**Work to be completed**
Would you set down the lines running from the one that holds "the waterfront building" to the final line of the listing, both included, exactly and with no others?

**Data under study**
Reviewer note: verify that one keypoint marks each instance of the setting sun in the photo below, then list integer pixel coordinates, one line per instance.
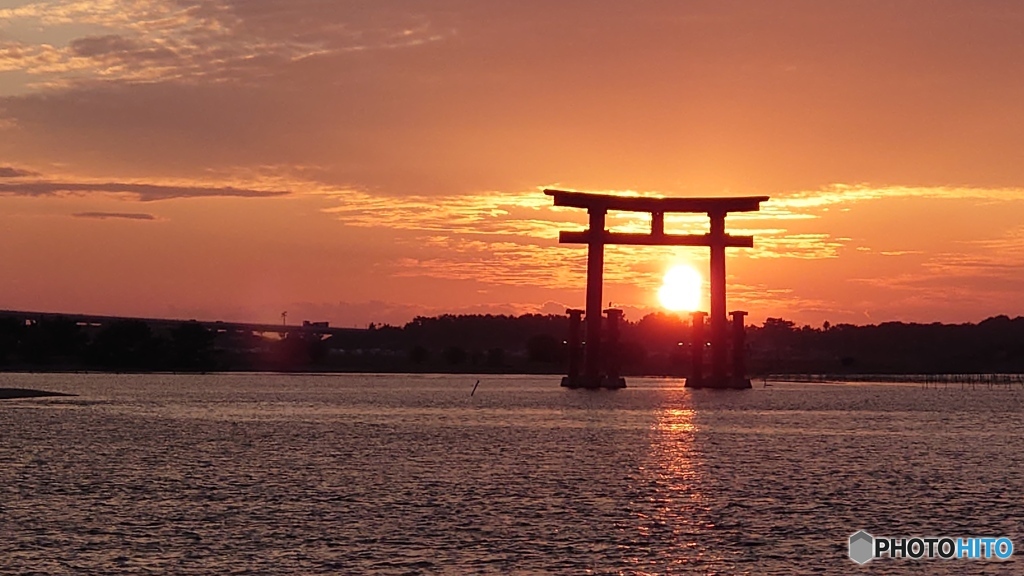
(681, 289)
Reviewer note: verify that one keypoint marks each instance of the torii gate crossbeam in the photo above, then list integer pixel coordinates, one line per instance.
(596, 237)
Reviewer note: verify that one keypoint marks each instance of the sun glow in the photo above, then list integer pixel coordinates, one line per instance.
(681, 289)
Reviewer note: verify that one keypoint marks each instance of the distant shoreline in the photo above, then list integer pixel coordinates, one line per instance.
(12, 394)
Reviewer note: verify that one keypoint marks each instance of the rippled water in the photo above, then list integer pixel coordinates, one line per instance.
(252, 474)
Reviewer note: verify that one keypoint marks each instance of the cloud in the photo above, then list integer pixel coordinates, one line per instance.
(137, 191)
(10, 172)
(192, 40)
(117, 215)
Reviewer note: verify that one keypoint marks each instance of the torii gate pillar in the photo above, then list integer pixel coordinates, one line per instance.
(595, 284)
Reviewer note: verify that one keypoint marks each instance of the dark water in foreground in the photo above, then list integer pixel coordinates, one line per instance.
(410, 475)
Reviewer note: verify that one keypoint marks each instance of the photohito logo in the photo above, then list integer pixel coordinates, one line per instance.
(863, 547)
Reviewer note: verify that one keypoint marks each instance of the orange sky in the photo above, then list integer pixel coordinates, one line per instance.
(372, 161)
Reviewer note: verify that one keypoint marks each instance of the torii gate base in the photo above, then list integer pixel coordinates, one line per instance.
(600, 368)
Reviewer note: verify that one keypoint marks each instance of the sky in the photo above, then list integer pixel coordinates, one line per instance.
(357, 161)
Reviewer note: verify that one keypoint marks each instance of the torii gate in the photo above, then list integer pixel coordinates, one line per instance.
(596, 237)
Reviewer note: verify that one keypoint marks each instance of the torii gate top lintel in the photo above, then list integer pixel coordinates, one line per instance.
(655, 205)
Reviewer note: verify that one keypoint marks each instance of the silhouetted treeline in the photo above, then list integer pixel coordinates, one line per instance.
(655, 344)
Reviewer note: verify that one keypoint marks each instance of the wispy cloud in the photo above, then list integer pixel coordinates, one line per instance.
(187, 40)
(11, 172)
(115, 215)
(141, 192)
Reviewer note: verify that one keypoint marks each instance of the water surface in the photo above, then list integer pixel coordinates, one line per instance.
(262, 474)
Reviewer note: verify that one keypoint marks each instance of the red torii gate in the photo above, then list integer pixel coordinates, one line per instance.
(596, 237)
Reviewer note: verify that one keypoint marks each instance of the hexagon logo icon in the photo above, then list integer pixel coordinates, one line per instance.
(861, 546)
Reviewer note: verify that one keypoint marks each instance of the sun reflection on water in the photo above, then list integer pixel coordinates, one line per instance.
(676, 510)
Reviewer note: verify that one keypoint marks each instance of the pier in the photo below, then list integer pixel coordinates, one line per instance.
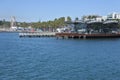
(36, 34)
(85, 36)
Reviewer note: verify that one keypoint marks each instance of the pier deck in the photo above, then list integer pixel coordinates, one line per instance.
(37, 34)
(77, 35)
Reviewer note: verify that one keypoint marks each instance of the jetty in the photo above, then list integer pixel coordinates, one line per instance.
(36, 34)
(85, 36)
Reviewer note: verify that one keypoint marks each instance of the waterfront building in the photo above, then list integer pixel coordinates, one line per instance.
(113, 16)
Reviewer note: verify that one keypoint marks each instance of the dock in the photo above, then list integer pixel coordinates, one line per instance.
(86, 36)
(37, 34)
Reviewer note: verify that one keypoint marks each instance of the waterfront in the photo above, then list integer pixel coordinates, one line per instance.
(58, 59)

**Task response**
Reviewer note: verify that one keypoint marks each instance of the waterfront building in the photo above, then list integer pixel coordinates, one line per instance.
(113, 16)
Reviewer note: verify that one keypoint marks each instance of the dock in the photo above, then list integer pixel coordinates, one line per instance.
(86, 36)
(37, 34)
Reviewer note: verify that one keypoint marks each instance of the waterfront in the photo above, then list integer pixel coordinates, one line per instance.
(58, 59)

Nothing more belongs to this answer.